→ WHAT THE EXERCISE ASKS:
Pick out and copy each line below that contains the word "mountain".

→ TASK INPUT:

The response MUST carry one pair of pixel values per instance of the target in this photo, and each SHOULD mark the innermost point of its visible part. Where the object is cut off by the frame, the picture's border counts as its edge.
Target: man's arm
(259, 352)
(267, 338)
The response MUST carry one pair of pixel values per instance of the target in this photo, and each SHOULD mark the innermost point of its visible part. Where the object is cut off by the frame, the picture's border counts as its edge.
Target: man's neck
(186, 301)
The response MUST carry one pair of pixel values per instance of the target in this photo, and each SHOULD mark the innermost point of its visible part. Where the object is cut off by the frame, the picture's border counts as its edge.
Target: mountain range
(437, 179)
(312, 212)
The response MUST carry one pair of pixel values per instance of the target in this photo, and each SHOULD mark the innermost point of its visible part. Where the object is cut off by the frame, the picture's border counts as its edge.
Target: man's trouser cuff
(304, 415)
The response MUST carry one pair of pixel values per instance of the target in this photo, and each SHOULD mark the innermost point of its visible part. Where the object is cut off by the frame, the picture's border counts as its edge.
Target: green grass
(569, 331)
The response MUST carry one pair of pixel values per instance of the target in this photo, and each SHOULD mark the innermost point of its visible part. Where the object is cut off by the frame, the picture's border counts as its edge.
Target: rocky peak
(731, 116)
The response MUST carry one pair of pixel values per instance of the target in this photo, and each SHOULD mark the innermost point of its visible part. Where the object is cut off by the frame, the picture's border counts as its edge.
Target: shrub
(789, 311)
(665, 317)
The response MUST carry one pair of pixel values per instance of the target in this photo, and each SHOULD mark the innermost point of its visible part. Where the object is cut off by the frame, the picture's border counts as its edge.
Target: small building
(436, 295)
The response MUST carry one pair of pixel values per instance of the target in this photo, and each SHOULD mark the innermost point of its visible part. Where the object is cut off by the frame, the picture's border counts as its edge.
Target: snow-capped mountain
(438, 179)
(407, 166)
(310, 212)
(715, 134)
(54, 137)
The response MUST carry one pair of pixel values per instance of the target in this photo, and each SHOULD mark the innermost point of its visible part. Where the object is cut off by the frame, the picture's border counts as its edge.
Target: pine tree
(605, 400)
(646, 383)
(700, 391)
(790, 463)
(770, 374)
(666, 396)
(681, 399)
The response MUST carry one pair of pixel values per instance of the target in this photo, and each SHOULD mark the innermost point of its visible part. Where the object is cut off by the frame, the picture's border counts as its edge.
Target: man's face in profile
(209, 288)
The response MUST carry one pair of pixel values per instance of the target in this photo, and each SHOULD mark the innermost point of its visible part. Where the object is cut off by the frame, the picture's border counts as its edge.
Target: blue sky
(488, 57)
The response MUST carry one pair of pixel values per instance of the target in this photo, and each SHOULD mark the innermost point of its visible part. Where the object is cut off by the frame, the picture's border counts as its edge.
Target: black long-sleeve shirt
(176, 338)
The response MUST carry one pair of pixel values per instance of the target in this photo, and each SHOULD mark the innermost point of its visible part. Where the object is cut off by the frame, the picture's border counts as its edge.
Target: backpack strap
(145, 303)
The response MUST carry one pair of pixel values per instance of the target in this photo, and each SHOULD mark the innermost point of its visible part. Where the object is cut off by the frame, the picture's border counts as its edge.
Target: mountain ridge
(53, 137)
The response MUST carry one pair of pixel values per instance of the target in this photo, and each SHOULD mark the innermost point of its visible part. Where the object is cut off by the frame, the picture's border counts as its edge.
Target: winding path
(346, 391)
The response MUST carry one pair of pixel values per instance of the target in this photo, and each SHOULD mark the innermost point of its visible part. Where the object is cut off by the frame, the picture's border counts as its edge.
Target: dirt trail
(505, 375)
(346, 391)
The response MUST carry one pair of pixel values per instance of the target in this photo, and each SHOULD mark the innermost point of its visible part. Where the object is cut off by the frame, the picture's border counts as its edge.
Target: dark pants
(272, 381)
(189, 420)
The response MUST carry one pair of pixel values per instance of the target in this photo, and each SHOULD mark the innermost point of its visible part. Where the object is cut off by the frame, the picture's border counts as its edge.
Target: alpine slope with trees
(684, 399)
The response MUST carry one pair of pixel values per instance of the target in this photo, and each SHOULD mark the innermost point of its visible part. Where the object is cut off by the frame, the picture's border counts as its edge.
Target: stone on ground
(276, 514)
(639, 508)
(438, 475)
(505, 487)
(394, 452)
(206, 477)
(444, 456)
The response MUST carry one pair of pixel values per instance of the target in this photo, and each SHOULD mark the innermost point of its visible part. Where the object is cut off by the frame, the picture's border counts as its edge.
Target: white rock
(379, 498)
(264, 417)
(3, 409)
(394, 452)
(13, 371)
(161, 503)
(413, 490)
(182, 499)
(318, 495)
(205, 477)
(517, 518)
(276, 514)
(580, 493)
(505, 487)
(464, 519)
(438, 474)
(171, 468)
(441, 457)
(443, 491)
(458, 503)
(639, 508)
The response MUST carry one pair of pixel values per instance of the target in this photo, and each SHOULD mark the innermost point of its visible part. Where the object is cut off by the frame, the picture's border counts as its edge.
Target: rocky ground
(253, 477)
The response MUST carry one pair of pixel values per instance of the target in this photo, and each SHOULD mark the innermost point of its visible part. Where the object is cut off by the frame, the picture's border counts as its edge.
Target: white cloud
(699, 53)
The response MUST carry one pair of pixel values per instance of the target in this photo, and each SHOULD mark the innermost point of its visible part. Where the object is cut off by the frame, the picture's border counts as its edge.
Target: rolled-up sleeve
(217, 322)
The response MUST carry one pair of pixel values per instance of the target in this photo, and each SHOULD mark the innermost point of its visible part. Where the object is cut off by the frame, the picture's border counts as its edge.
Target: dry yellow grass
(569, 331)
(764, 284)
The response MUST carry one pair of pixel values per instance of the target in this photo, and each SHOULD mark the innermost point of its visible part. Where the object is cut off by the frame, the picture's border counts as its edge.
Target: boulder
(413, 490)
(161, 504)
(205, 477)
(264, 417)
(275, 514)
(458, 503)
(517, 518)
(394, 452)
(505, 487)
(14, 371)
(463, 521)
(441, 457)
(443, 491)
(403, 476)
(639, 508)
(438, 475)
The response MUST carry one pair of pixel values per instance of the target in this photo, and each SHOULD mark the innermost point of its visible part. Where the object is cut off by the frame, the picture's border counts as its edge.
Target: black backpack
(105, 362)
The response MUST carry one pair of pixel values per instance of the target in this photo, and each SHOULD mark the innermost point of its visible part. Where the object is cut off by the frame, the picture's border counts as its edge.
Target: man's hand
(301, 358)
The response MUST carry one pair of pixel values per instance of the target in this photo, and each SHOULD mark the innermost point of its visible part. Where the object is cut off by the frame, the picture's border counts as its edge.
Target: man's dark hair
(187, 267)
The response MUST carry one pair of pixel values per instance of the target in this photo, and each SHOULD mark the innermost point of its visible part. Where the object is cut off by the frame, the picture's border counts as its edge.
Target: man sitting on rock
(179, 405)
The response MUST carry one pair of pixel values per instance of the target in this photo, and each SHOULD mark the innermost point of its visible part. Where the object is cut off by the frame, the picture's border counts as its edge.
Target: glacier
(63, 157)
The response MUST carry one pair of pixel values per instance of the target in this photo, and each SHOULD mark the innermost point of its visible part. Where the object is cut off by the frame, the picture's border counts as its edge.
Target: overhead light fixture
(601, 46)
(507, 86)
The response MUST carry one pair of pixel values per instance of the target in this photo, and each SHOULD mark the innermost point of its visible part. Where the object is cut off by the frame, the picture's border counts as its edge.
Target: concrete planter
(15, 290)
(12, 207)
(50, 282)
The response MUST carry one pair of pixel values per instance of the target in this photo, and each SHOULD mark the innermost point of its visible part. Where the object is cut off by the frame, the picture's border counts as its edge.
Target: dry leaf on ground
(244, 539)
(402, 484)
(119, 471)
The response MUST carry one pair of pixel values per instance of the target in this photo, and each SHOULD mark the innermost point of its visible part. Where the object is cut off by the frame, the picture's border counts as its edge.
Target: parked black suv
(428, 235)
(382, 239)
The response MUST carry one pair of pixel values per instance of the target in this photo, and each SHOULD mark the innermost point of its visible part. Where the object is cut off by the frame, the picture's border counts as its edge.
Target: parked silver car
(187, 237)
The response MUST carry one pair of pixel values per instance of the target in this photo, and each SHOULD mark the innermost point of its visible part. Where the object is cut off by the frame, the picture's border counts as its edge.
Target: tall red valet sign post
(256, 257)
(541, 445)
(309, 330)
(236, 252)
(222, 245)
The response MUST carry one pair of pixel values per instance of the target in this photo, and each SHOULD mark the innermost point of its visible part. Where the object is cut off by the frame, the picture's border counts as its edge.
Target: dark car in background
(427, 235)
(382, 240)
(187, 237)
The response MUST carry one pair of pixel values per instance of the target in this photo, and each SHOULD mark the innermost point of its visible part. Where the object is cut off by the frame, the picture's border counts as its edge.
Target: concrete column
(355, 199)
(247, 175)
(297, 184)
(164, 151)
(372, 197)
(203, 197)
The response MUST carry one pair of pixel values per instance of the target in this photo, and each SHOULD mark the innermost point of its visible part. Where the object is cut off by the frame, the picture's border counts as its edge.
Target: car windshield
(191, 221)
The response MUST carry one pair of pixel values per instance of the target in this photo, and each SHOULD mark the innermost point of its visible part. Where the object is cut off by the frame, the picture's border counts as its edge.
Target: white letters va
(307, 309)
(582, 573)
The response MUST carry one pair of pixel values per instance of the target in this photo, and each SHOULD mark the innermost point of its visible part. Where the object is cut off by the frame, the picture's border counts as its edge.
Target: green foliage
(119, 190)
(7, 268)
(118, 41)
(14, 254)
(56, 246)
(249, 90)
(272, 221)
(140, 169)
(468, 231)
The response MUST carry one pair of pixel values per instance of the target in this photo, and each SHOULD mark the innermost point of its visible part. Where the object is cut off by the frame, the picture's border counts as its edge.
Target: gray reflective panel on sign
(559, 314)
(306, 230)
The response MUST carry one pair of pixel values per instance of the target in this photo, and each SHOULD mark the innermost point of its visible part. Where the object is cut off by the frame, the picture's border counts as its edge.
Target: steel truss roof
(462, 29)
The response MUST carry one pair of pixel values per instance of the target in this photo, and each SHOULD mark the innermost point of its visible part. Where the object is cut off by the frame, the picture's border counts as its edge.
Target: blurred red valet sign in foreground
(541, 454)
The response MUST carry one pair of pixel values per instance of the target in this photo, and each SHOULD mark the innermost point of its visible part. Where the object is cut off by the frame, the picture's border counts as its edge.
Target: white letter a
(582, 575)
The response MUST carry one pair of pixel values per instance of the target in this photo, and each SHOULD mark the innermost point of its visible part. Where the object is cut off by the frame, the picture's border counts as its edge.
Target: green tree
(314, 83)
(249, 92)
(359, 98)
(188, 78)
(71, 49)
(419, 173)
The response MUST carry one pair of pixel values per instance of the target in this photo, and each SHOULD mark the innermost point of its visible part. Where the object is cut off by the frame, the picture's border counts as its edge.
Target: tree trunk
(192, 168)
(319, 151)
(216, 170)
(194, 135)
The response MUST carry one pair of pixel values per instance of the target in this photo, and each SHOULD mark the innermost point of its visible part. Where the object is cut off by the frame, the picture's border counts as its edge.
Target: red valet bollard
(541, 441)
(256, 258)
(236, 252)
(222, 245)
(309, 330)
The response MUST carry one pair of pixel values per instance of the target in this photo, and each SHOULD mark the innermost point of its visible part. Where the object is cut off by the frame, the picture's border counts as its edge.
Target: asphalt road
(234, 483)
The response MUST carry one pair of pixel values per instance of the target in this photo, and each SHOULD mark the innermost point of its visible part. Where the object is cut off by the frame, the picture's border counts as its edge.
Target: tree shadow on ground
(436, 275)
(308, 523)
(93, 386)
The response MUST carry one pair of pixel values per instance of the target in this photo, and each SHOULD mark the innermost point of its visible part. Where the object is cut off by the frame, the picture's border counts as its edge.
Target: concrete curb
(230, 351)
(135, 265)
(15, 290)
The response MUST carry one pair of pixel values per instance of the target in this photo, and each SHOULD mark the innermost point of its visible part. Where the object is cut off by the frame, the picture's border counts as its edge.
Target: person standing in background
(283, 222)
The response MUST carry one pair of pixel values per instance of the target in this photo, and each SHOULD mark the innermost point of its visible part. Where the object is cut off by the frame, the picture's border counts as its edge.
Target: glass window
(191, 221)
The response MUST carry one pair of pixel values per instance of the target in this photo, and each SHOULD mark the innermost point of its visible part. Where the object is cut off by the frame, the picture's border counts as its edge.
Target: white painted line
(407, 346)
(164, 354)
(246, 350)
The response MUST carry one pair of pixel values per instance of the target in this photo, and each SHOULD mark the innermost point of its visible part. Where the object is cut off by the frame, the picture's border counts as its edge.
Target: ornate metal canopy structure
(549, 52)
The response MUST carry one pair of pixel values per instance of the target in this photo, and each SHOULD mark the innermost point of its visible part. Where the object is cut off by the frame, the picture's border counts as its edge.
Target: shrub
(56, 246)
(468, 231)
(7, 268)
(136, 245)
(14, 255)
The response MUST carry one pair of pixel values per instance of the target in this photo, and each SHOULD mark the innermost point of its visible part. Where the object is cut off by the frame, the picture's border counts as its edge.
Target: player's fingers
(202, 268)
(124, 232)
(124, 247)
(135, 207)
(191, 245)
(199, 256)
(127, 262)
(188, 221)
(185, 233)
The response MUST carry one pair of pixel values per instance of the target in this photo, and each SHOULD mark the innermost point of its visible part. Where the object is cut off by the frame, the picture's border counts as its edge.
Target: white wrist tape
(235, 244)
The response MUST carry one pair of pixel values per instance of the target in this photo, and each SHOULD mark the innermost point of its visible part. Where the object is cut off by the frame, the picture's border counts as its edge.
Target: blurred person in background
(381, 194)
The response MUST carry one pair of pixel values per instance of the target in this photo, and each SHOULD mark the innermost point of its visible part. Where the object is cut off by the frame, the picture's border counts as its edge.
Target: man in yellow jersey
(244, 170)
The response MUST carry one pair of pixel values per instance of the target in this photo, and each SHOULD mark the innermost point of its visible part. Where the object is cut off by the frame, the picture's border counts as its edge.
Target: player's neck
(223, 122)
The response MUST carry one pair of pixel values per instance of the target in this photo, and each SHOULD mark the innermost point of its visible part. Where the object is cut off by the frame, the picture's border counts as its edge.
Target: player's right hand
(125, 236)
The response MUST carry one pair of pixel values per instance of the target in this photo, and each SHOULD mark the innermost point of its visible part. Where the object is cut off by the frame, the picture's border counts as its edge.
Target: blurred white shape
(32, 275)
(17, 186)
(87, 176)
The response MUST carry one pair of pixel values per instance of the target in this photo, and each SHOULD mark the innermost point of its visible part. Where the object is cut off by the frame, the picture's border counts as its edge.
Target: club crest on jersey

→ RESPONSE:
Target: mountain range
Target: snow-capped mountain
Target: mountain ridge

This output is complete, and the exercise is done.